Goal of the exercise
Set out each line of the items below as a Markdown table with two columns, Row and Line, numbering the rows in order and skipping blank lines. Leave the pictures out of your answer.

[Provided data start]

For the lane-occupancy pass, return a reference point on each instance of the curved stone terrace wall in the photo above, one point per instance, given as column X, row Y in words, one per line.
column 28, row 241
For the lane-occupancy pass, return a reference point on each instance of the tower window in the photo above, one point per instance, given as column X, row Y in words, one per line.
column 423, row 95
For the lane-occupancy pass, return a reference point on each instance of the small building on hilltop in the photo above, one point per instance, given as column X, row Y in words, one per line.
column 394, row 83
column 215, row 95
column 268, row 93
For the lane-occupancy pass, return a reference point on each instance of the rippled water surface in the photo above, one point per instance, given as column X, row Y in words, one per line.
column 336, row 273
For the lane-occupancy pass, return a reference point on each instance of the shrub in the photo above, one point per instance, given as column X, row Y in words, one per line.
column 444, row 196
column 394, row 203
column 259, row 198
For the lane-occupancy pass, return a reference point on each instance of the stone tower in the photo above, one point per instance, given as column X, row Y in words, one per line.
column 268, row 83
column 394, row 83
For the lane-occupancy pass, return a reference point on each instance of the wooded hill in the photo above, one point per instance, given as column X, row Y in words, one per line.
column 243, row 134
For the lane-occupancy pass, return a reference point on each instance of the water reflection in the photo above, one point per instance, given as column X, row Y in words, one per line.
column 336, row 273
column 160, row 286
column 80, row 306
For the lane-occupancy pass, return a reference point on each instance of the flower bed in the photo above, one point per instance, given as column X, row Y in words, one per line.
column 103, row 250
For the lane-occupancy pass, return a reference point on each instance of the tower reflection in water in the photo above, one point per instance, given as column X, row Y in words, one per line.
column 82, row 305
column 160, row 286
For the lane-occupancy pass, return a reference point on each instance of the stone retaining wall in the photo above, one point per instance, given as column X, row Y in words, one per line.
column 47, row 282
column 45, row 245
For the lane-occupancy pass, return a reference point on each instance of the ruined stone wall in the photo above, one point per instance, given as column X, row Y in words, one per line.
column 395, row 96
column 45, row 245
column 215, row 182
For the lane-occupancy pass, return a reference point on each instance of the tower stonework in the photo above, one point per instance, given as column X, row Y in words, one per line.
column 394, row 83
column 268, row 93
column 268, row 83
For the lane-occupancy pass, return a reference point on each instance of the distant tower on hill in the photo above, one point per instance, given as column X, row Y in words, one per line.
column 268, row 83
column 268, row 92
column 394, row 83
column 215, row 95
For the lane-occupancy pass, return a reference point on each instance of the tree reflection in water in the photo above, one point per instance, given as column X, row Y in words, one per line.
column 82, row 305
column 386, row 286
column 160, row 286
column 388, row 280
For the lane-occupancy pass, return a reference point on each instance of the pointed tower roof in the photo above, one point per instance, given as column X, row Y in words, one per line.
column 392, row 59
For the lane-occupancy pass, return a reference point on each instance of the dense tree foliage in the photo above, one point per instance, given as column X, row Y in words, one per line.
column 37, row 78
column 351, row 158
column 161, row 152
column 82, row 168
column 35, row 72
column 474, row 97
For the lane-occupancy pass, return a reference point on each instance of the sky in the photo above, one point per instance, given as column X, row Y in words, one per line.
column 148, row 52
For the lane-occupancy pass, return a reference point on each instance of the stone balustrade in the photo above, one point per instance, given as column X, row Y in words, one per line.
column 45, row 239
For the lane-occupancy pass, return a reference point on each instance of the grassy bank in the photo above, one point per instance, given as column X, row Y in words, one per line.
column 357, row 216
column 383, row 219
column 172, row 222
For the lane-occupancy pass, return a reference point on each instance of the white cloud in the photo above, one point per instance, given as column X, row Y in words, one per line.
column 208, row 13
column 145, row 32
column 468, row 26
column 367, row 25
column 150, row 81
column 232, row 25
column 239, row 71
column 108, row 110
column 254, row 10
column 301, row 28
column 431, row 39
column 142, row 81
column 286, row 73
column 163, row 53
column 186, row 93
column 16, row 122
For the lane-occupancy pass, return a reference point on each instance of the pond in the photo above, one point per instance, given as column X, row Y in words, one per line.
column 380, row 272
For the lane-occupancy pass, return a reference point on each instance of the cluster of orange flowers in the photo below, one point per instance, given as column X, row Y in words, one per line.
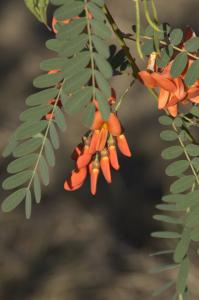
column 98, row 147
column 98, row 151
column 172, row 91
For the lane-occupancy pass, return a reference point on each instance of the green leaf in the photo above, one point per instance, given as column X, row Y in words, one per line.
column 72, row 47
column 177, row 168
column 168, row 135
column 88, row 115
column 176, row 36
column 179, row 64
column 76, row 64
column 29, row 129
column 192, row 218
column 192, row 74
column 38, row 9
column 100, row 46
column 54, row 136
column 22, row 163
column 35, row 113
column 97, row 12
column 195, row 235
column 162, row 268
column 173, row 198
column 165, row 56
column 166, row 235
column 55, row 45
column 27, row 147
column 104, row 106
column 103, row 66
column 182, row 184
column 42, row 97
column 148, row 47
column 77, row 81
column 37, row 188
column 72, row 30
column 47, row 80
column 16, row 180
column 163, row 288
column 10, row 147
column 167, row 219
column 28, row 204
column 165, row 120
column 192, row 45
column 12, row 201
column 164, row 252
column 60, row 119
column 69, row 10
column 56, row 63
column 49, row 152
column 101, row 29
column 43, row 170
column 195, row 111
column 192, row 149
column 182, row 276
column 78, row 101
column 103, row 84
column 188, row 200
column 182, row 246
column 99, row 2
column 167, row 207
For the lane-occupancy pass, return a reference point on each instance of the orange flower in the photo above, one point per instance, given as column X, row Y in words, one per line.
column 98, row 152
column 172, row 91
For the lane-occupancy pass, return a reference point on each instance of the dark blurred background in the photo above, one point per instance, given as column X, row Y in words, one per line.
column 78, row 247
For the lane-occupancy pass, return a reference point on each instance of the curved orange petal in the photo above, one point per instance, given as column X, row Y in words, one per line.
column 147, row 79
column 98, row 121
column 84, row 159
column 102, row 139
column 163, row 98
column 123, row 145
column 113, row 157
column 93, row 180
column 164, row 83
column 105, row 166
column 180, row 92
column 173, row 110
column 94, row 141
column 114, row 125
column 77, row 177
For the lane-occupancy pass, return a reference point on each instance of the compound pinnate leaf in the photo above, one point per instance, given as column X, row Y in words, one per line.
column 54, row 136
column 30, row 129
column 38, row 9
column 179, row 64
column 12, row 201
column 28, row 204
column 177, row 168
column 22, row 163
column 182, row 276
column 182, row 246
column 16, row 180
column 168, row 135
column 192, row 44
column 27, row 147
column 49, row 153
column 43, row 170
column 176, row 36
column 182, row 184
column 42, row 97
column 37, row 188
column 192, row 74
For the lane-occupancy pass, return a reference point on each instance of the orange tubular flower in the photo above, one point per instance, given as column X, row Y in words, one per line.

[Provided data end]

Exercise result
| Row | Line |
|---|---|
| 1 | For the lane-occupancy pass, return a reference point on each instance of the curved stone terrace wall in the photo above, one point per instance, given as column X, row Y in words, one per line. |
| 2 | column 28, row 241 |
| 3 | For the lane-occupancy pass, return a reference point on each instance of the tower window in the photo above, one point per instance, given as column X, row Y in words, one per line. |
| 4 | column 423, row 95 |
| 5 | For the lane-occupancy pass, return a reference point on each instance of the small building on hilltop in the photo above, one point per instance, given as column X, row Y in words, one per line. |
| 6 | column 394, row 83 |
| 7 | column 215, row 95 |
| 8 | column 268, row 93 |
| 9 | For the lane-occupancy pass, return a reference point on each instance of the rippled water surface in the photo above, one point per instance, given as column X, row Y in words, one per line. |
| 10 | column 336, row 273 |
| 11 | For the lane-occupancy pass, return a reference point on each instance of the shrub in the photo above, one point per instance, given as column X, row Y in words, one per line. |
| 12 | column 444, row 196 |
| 13 | column 394, row 203 |
| 14 | column 259, row 198 |
| 15 | For the lane-occupancy pass, return a reference point on each instance of the stone tower in the photo above, one point per instance, given as column X, row Y in words, one per line. |
| 16 | column 268, row 83 |
| 17 | column 394, row 83 |
| 18 | For the lane-occupancy pass, return a reference point on each instance of the wooded hill in the photo above, one point per instance, given as column X, row Y in words, one per line. |
| 19 | column 243, row 134 |
| 20 | For the lane-occupancy pass, return a reference point on each instance of the water reflection in the photo above, one point per instance, given as column X, row Y in words, one per line. |
| 21 | column 336, row 273 |
| 22 | column 160, row 286 |
| 23 | column 80, row 306 |
| 24 | For the lane-occupancy pass, return a reference point on each instance of the flower bed in the photo above, one point per instance, given as column X, row Y in words, one per line. |
| 25 | column 103, row 250 |
| 26 | For the lane-occupancy pass, return a reference point on each instance of the tower reflection in water in the photo above, one point per instance, given as column X, row Y in words, one per line. |
| 27 | column 82, row 305 |
| 28 | column 160, row 286 |
| 29 | For the lane-occupancy pass, return a reference point on each instance of the stone retaining wall in the photo above, one point per instance, given as column X, row Y in words, one per line. |
| 30 | column 47, row 282 |
| 31 | column 45, row 245 |
| 32 | For the lane-occupancy pass, return a reference point on each instance of the ruined stone wall in the photo above, one point per instance, given as column X, row Y in words, one per line. |
| 33 | column 395, row 96 |
| 34 | column 45, row 245 |
| 35 | column 215, row 182 |
| 36 | For the lane-occupancy pass, return a reference point on each instance of the tower stonework in the photo above, one point per instance, given as column X, row Y in words, one per line. |
| 37 | column 394, row 83 |
| 38 | column 268, row 93 |
| 39 | column 268, row 83 |
| 40 | For the lane-occupancy pass, return a reference point on each instance of the distant tower on hill in the photo above, one point per instance, given as column X, row Y in words, one per line. |
| 41 | column 268, row 83 |
| 42 | column 268, row 92 |
| 43 | column 394, row 83 |
| 44 | column 215, row 95 |
| 45 | For the lane-occupancy pass, return a reference point on each instance of the tree reflection in water in the photo above, one point per instance, given as column X, row Y in words, one per line. |
| 46 | column 82, row 305 |
| 47 | column 386, row 286 |
| 48 | column 160, row 286 |
| 49 | column 388, row 280 |
| 50 | For the lane-occupancy pass, return a reference point on each instance of the pointed tower roof in the photo above, one point per instance, given as column X, row Y in words, one per line. |
| 51 | column 392, row 59 |
| 52 | For the lane-occupancy pass, return a reference point on each instance of the dense tree foliage in the photo above, one point per instance, given as column X, row Y in words, one per line. |
| 53 | column 37, row 78 |
| 54 | column 351, row 158 |
| 55 | column 161, row 152 |
| 56 | column 82, row 168 |
| 57 | column 35, row 72 |
| 58 | column 474, row 97 |
| 59 | For the lane-occupancy pass, return a reference point on each instance of the sky in the photo above, one point per instance, given as column X, row Y in words, one per line. |
| 60 | column 148, row 52 |
| 61 | For the lane-occupancy pass, return a reference point on each instance of the stone balustrade in the photo above, one point per instance, given as column X, row Y in words, one per line. |
| 62 | column 45, row 239 |
| 63 | For the lane-occupancy pass, return a reference point on each instance of the grassy bank in the photo above, one point per instance, given as column X, row Y in words, one per line. |
| 64 | column 357, row 216 |
| 65 | column 383, row 219 |
| 66 | column 172, row 222 |
| 67 | For the lane-occupancy pass, return a reference point on each instance of the white cloud in the photo above, one point per instance, given as column X, row Y in words, one per line. |
| 68 | column 208, row 13 |
| 69 | column 145, row 32 |
| 70 | column 468, row 26 |
| 71 | column 367, row 25 |
| 72 | column 150, row 81 |
| 73 | column 232, row 25 |
| 74 | column 239, row 71 |
| 75 | column 108, row 110 |
| 76 | column 254, row 10 |
| 77 | column 301, row 28 |
| 78 | column 431, row 39 |
| 79 | column 142, row 81 |
| 80 | column 286, row 73 |
| 81 | column 163, row 53 |
| 82 | column 186, row 93 |
| 83 | column 16, row 122 |
| 84 | For the lane-occupancy pass, return a reference point on each instance of the pond in the photo above, one point per instance, given as column X, row Y in words, one per line. |
| 85 | column 380, row 272 |
| 86 | For the lane-occupancy pass, return a reference point on each instance of the cluster of orange flowers in the photo below, one point per instance, given as column X, row Y in words, one per line. |
| 87 | column 98, row 147 |
| 88 | column 98, row 151 |
| 89 | column 172, row 91 |
| 90 | For the lane-occupancy pass, return a reference point on each instance of the green leaf in the photo above, one point per instance, given as column X, row Y in words, one per line. |
| 91 | column 72, row 47 |
| 92 | column 177, row 168 |
| 93 | column 168, row 135 |
| 94 | column 88, row 115 |
| 95 | column 176, row 36 |
| 96 | column 179, row 64 |
| 97 | column 76, row 64 |
| 98 | column 29, row 129 |
| 99 | column 192, row 218 |
| 100 | column 192, row 74 |
| 101 | column 38, row 9 |
| 102 | column 100, row 46 |
| 103 | column 54, row 136 |
| 104 | column 22, row 163 |
| 105 | column 35, row 113 |
| 106 | column 97, row 12 |
| 107 | column 195, row 235 |
| 108 | column 162, row 268 |
| 109 | column 173, row 198 |
| 110 | column 165, row 56 |
| 111 | column 166, row 235 |
| 112 | column 55, row 45 |
| 113 | column 27, row 147 |
| 114 | column 104, row 106 |
| 115 | column 103, row 66 |
| 116 | column 182, row 184 |
| 117 | column 42, row 97 |
| 118 | column 148, row 47 |
| 119 | column 77, row 81 |
| 120 | column 37, row 188 |
| 121 | column 72, row 30 |
| 122 | column 47, row 80 |
| 123 | column 16, row 180 |
| 124 | column 163, row 288 |
| 125 | column 10, row 147 |
| 126 | column 167, row 219 |
| 127 | column 28, row 204 |
| 128 | column 165, row 120 |
| 129 | column 192, row 45 |
| 130 | column 12, row 201 |
| 131 | column 164, row 252 |
| 132 | column 60, row 119 |
| 133 | column 69, row 10 |
| 134 | column 56, row 63 |
| 135 | column 49, row 152 |
| 136 | column 101, row 29 |
| 137 | column 43, row 170 |
| 138 | column 195, row 111 |
| 139 | column 192, row 149 |
| 140 | column 182, row 276 |
| 141 | column 78, row 101 |
| 142 | column 103, row 84 |
| 143 | column 188, row 200 |
| 144 | column 182, row 246 |
| 145 | column 99, row 2 |
| 146 | column 167, row 207 |
| 147 | For the lane-occupancy pass, return a reference point on each instance of the orange flower in the photo above, one point per instance, given as column X, row Y in words, one per line. |
| 148 | column 98, row 152 |
| 149 | column 172, row 91 |
| 150 | For the lane-occupancy pass, return a reference point on each instance of the dark blurred background in the photo above, one point per instance, given as column X, row Y in words, one per line. |
| 151 | column 78, row 247 |
| 152 | For the lane-occupancy pass, return a reference point on each instance of the curved orange petal in the photo above, one point per instance, given as column X, row Y in words, one per line. |
| 153 | column 147, row 79 |
| 154 | column 98, row 121 |
| 155 | column 84, row 159 |
| 156 | column 102, row 139 |
| 157 | column 163, row 98 |
| 158 | column 123, row 145 |
| 159 | column 113, row 157 |
| 160 | column 93, row 180 |
| 161 | column 164, row 83 |
| 162 | column 105, row 166 |
| 163 | column 180, row 92 |
| 164 | column 173, row 110 |
| 165 | column 94, row 141 |
| 166 | column 114, row 125 |
| 167 | column 77, row 177 |
| 168 | For the lane-occupancy pass, return a reference point on each instance of the compound pinnate leaf in the photo above, one point per instance, given as column X, row Y in words, one per line. |
| 169 | column 54, row 136 |
| 170 | column 30, row 129 |
| 171 | column 38, row 9 |
| 172 | column 179, row 64 |
| 173 | column 12, row 201 |
| 174 | column 28, row 204 |
| 175 | column 177, row 168 |
| 176 | column 22, row 163 |
| 177 | column 182, row 276 |
| 178 | column 182, row 246 |
| 179 | column 16, row 180 |
| 180 | column 168, row 135 |
| 181 | column 192, row 44 |
| 182 | column 27, row 147 |
| 183 | column 49, row 153 |
| 184 | column 43, row 170 |
| 185 | column 176, row 36 |
| 186 | column 182, row 184 |
| 187 | column 42, row 97 |
| 188 | column 37, row 188 |
| 189 | column 192, row 74 |
| 190 | For the lane-occupancy pass, return a reference point on each instance of the orange tubular flower in the photo above, one point per instance, given as column X, row Y in words, one per line. |